◆ À faire ◆
**1.** Remplacez « human hand » par « hand » dans les enregistrements et redonnez tout le passage, de la ligne contenant « Performance-review request: for every instance of the open » jusqu'à la fin des enregistrements, ces deux bornes comprises, sans aucun autre changement. Laissez les images hors de la réponse.
**2.** Prolongez l'article sur la saisie des 110 kilos d'héroïne à partir de sa dernière phrase.

*** Article

Tous les indices poussent à croire que les trois personnes arrêtées par l’Anti Drug Smugglig Unit (ADSU) ne sont que des intermédiaires qui travaillent pour de grosses pointures – qui ne sont guère inquiétées par la police. Encore une fois la brigade antidrogue confirme son incapacité à crever le plafond de verre. Récit.
Le gouvernement et l’Anti-Drug and Smuggling Unit (ADSU) se targuent d’avoir enregistré une hausse du nombre de saisies de drogue depuis qu’il est au pouvoir. Pourtant, à ce jour, les commanditaires des deux plus grosses saisies de drogue dans le pays demeurent inconnus. La saisie des 110 kilos d’héroïne de la semaine écoulée est un coup de massue porté vraisemblablement à un vaste réseau, certes, mais lequel ? Outre les trois arrestations, qui sont les autres protagonistes de cette organisation ? Combien d’autres réseaux de ce type existe-t-il ? Autant de questions qui méritent d’être posées mais qui demeurent sans réponse.

******
*** Données enregistrées

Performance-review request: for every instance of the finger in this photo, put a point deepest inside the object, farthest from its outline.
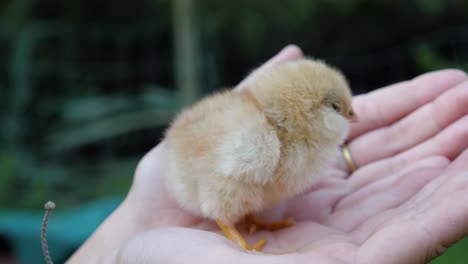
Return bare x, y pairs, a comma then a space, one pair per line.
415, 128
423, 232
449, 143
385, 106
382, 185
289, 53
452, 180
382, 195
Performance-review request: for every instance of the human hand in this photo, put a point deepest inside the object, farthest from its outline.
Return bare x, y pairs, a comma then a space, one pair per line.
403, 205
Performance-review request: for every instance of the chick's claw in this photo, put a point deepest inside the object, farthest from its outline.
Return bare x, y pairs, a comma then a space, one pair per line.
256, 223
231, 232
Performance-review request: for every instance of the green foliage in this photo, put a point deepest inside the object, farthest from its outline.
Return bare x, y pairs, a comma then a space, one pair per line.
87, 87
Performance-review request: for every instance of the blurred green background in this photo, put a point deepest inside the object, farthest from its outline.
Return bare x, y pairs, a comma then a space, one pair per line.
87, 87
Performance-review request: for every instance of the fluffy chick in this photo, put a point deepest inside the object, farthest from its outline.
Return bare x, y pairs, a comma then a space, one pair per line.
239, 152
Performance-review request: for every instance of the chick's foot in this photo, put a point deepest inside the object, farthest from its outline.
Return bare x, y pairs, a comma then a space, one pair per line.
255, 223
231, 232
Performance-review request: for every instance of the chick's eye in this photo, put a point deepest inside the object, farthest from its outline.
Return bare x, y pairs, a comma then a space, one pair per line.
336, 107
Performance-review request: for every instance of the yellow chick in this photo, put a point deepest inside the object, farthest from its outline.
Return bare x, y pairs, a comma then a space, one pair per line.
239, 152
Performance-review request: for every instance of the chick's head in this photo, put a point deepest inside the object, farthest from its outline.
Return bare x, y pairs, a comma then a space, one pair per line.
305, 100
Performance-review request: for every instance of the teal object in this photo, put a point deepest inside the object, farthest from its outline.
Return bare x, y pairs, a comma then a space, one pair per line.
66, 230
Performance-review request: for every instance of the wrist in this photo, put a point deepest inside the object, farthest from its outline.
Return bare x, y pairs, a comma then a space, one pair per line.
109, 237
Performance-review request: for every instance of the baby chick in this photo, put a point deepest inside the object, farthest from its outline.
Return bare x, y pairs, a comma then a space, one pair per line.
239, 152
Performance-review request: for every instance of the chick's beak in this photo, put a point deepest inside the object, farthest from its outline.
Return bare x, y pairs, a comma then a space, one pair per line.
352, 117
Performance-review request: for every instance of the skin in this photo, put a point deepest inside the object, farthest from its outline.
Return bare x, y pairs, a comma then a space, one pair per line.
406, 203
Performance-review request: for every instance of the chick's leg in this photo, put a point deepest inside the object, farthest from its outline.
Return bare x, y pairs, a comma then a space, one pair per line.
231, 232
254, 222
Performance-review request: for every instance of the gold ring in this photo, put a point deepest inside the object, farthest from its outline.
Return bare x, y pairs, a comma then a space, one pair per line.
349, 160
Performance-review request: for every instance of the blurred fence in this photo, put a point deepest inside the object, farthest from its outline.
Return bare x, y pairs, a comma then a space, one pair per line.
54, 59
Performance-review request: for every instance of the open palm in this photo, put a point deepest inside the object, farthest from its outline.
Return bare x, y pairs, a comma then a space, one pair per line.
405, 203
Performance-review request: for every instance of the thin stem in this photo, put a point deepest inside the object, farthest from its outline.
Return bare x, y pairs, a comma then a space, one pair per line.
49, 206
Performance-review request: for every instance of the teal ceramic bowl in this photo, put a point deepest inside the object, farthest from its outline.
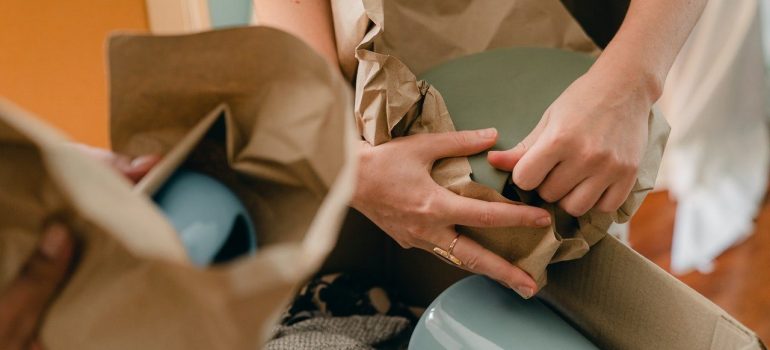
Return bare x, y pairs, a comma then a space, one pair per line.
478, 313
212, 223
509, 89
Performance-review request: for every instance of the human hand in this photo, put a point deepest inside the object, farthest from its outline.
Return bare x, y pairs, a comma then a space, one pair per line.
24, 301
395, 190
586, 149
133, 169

******

◆ Réponses attendues ◆
**1.**
Performance-review request: for every instance of the open palm in this photo, put a point deepest inside the object, farthest from its outline.
Return bare x, y pairs, a comma then a space, one pair per line.
405, 203
Performance-review request: for every instance of the thin stem in this photo, put a point deepest inside the object, farthest from its outline.
Return bare x, y pairs, a comma then a space, one pair per line.
49, 206
Performance-review request: for every instance of the teal ceramic bowl in this photo, put a point deepest inside the object, farthest from its outline.
Return bare x, y pairs, a comma then a space, one pair per line.
478, 313
212, 223
509, 89
Performance-review request: for every instance of the hand in this photo, put a point deepest inside the object, farthest from its outline.
Return bare x, y pairs, a comma then a space, one pair per line.
24, 301
395, 190
586, 149
133, 169

**2.**
Pour la saisie effectuée au Coin-de-Mire, l’hypothèse que l’une des trois personnes arrêtées soit le commanditaire est possible, mais ne tenant pas la route. Ceux au courant du dossier s’accordent à dire qu’ils sont en fait des associés ou de simple «mules.» La raison ? Pour être en possession du montant de l’achat en gros, qui est évalué à environ Rs 100 millions, les trois personnes auraient eu à emprunter ce montant. Est-ce crédible que ces trois hommes, l’un planteur, l’autre pêcheur et le troisième skippeur, aient pu chacun garder environ Rs 30/35 millions en liquide, chez eux, compte tenu de leur condition modeste ? D’autant plus qu’avec les lois anti-blanchiment actuelles, les banques sont tenues de rapporter à la Financial Intelligence Unit toutes les transactions suspectes, notamment dans les cas où il ne semble pas y avoir adéquation entre les versements et l’épargne de quelqu’un et sa principale source de revenus, connue ou déclarée.
Finalement, admettant que tous les trois aient emprunté cette somme, il aurait fallu d’abord indiquer l’objectif pour contracter l’emprunt. Une banque ne remet pas des dizaines de millions à des clients ordinaires, sans garantie aucune. Il en est de même pour un système de Hawallah.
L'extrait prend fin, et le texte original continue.